(Location annotation dataset excerpts)
——
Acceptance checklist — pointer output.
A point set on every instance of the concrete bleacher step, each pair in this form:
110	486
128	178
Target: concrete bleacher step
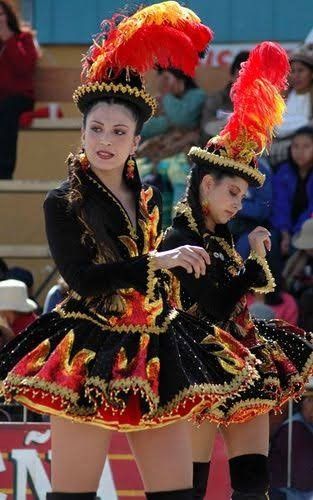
25	251
42	153
57	124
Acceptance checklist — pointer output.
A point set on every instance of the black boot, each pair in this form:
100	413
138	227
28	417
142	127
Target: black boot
200	479
249	477
170	495
237	495
71	496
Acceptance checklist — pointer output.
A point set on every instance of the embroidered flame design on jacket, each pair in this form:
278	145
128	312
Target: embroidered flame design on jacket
148	224
229	358
142	309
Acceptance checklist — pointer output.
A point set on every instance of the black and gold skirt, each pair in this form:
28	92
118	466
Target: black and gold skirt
285	362
75	364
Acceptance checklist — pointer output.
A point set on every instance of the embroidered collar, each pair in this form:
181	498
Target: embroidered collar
93	179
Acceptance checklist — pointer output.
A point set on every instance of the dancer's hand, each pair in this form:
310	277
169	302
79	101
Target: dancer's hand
260	241
193	259
285	243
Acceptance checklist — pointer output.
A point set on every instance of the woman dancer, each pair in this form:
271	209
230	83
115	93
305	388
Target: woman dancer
218	183
115	354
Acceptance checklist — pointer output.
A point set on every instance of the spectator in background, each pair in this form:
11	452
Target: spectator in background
168	137
3	269
298	271
180	104
293	190
55	295
218	105
256	209
299	110
301	457
6	333
298	274
16	309
18	56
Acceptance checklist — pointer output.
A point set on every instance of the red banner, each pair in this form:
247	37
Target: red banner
25	460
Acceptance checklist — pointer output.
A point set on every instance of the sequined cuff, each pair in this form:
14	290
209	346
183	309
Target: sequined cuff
151	277
262	263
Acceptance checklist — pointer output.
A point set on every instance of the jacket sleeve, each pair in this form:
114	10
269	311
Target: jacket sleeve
281	209
74	262
216	293
21	54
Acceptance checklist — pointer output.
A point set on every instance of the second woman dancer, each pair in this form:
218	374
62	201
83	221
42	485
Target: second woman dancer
218	183
116	355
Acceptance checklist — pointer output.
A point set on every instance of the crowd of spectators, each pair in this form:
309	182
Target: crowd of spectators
188	116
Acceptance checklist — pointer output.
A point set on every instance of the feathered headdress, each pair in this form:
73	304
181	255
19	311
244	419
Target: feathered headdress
258	108
162	35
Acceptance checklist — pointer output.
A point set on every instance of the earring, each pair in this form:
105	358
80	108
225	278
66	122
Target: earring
130	167
205	209
83	160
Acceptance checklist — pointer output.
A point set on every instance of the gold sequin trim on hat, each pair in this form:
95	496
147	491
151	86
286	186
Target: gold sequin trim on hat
116	88
223	161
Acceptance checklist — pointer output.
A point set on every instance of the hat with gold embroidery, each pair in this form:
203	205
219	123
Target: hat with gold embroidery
161	35
258	108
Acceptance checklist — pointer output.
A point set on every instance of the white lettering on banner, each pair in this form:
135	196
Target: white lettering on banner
3	496
107	490
28	465
29	472
223	54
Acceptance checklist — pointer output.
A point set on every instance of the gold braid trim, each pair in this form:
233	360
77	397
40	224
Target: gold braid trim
185	209
17	382
151	279
115	200
229	250
246	378
270	285
223	161
117	89
106	326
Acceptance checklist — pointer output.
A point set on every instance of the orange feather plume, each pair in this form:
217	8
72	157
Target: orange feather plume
258	105
164	35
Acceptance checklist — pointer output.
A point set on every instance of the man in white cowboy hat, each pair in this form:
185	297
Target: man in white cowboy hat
17	311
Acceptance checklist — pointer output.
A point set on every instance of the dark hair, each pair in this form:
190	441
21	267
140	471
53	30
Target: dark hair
306	130
134	110
189	83
200	171
238	59
12	18
305	63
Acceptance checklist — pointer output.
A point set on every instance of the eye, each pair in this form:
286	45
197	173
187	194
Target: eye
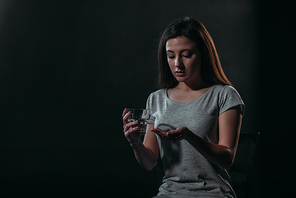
187	55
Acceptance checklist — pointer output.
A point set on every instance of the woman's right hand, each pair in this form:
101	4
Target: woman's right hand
130	128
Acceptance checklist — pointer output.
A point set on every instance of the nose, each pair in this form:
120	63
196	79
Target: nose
178	62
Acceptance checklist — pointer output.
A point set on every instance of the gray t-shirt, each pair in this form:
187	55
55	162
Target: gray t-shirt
187	172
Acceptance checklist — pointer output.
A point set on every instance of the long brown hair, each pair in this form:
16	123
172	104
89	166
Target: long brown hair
211	69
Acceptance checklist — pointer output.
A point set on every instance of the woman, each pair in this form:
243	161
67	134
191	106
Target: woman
196	116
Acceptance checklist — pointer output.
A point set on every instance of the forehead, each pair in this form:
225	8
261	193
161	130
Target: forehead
180	43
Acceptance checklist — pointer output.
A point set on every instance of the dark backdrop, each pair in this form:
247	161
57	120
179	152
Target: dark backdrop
68	69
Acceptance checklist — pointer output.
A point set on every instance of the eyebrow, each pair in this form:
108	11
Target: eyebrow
181	50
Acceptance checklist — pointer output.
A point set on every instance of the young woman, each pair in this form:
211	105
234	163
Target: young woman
——
** Given exercise **
In the copy, include no pictures; restate the listing above exactly.

** Exercise result **
Acceptance checklist — pointer output.
A point set on every instance of the concrete bleacher step, each pair in this form:
110	486
128	178
Target: concrete bleacher step
25	251
42	153
57	124
Acceptance checklist — pointer output.
A point set on every instance of the black boot, each pair in this form:
100	413
138	227
28	417
142	127
Target: black boot
200	479
249	477
170	495
237	495
71	496
Acceptance checklist — pointer output.
A point set on every instance of the embroidered flame design on jacket, each pair in this form:
278	145
128	312
Target: embroidered flame design on jacket
148	224
229	358
142	309
Acceptance checklist — pointer output.
A point set on every instance of the black and gold skirt, each pair in this form:
28	92
118	466
Target: black and gold skirt
285	362
75	364
Acceptance checklist — pointer output.
A point set on every instance of the embroidered collar, each pair in this form:
181	498
Target: embroidered collar
93	179
Acceptance checklist — pointer output.
A point set on every instance of the dancer's hand, each pair in this form:
310	277
169	302
79	101
Target: dancer's hand
260	241
193	259
285	243
Acceptance checklist — pointer output.
A point set on every instance of the woman dancer, each pair in this form:
271	209
230	83
115	93
305	388
Target: woman dancer
218	183
115	354
Acceptance checklist — pointer output.
A point set on every instance of the spectator in background, each pair in this form:
11	452
Target: spectator in background
168	137
3	269
298	271
180	104
293	190
55	295
218	105
256	209
299	110
301	457
6	333
298	274
16	309
18	56
Acceptance checklist — pointer output.
A point set on every instance of the red banner, each pair in this form:
247	37
Target: red banner
25	460
Acceptance checklist — pointer output.
A point set on every instance of the sequined cuff, each pair in this form:
14	290
209	346
183	309
Target: sequined cuff
151	277
262	263
Acceptance checklist — pointer output.
A point set on every instance of the jacket sleeve, each pair in this form:
114	10
269	311
Target: jacket sleeve
281	209
74	262
216	293
21	54
Acceptance checklist — pointer output.
A point set on every instance of the second woman dancer, each pair in this form:
218	374
62	201
83	221
42	485
Target: second woman dancer
218	183
116	355
Acceptance checklist — pointer output.
A point set on every instance of the crowd of spectators, each pair in this form:
309	182
Target: crowd of spectators
188	116
Acceptance checklist — pointer output.
A point set on every instance of the feathered headdress, each pair in this form:
73	304
181	255
19	311
244	419
Target: feathered headdress
258	108
162	35
Acceptance checklist — pointer output.
A point set on every instance of the earring, each pair in this form:
105	358
80	108
225	278
66	122
Target: earring
130	167
205	209
83	160
Acceptance checklist — pointer output.
A point set on every instance of the gold sequin trim on hat, each pair in this form:
95	496
147	491
151	86
286	186
Target: gold sequin trim on hat
116	88
223	161
Acceptance checklist — pointer output.
A point set on every instance of the hat with gold embroidery, each pair in this form:
203	205
219	123
Target: hat with gold embroidery
161	35
258	108
Acceptance checklist — pointer output.
A point set on every instance of the white lettering on banner, each pair in this form:
135	196
Target: white lettering on banner
3	496
107	490
28	465
29	472
223	54
Acceptance checklist — pointer output.
A point set on every instance of the gold braid trim, each pair in this form:
233	360
77	397
40	224
Target: gold braid trim
185	209
17	382
151	279
115	200
229	250
246	378
270	285
223	161
117	89
106	326
Acceptance checklist — pointer output.
A point set on every instance of the orange feather plume, each pair in this form:
217	8
72	157
Target: orange feather plume
258	105
164	35
Acceptance checklist — pointer output.
A point set on every instance of the man in white cowboy hat, each pair in this form:
185	297
Target: man in white cowboy hat
17	311
Acceptance checklist — pointer output.
A point set on every instance of the dark hair, each pair in this form:
190	441
21	267
140	471
53	30
Target: dark hair
306	130
134	110
189	83
200	171
238	59
12	18
305	63
Acceptance checklist — pointer output.
A point set on every instance of the eye, each pair in this form:
286	45
197	173
187	194
Target: eye
187	55
Acceptance checklist — pointer output.
A point set on every instance of the woman's right hand, each pair in this form:
101	4
Target: woman's right hand
130	128
Acceptance checklist — pointer output.
A point set on every instance of the nose, each pair in this form:
120	63
196	79
Target: nose
178	62
Acceptance checklist — pointer output.
A point set on every instance of the gray t-shirt, each pair in this form:
187	55
55	162
Target: gray t-shirt
187	172
Acceptance checklist — pointer output.
A point set on every instance of the long brown hair, each pair in this form:
16	123
172	104
89	166
Target: long brown hair
211	69
Acceptance checklist — pointer output.
A point set on every instance of the woman, each pair in this form:
243	161
67	134
191	106
Target: woman
196	116
Acceptance checklist — pointer output.
A point set on every instance of the forehead, each pair in this form:
225	8
261	193
161	130
Target: forehead
180	43
Acceptance checklist — pointer output.
A point set on every instance of the dark backdrop, each pair in this form:
247	161
57	120
179	152
Target: dark backdrop
68	69
Acceptance checklist — pointer output.
A point set on every instance of the eyebrow, each pair in this form:
108	11
Target: eyebrow
181	50
Acceptance checklist — pointer output.
A point set on every instance of the young woman, each pair in this form:
211	105
234	163
Target: young woman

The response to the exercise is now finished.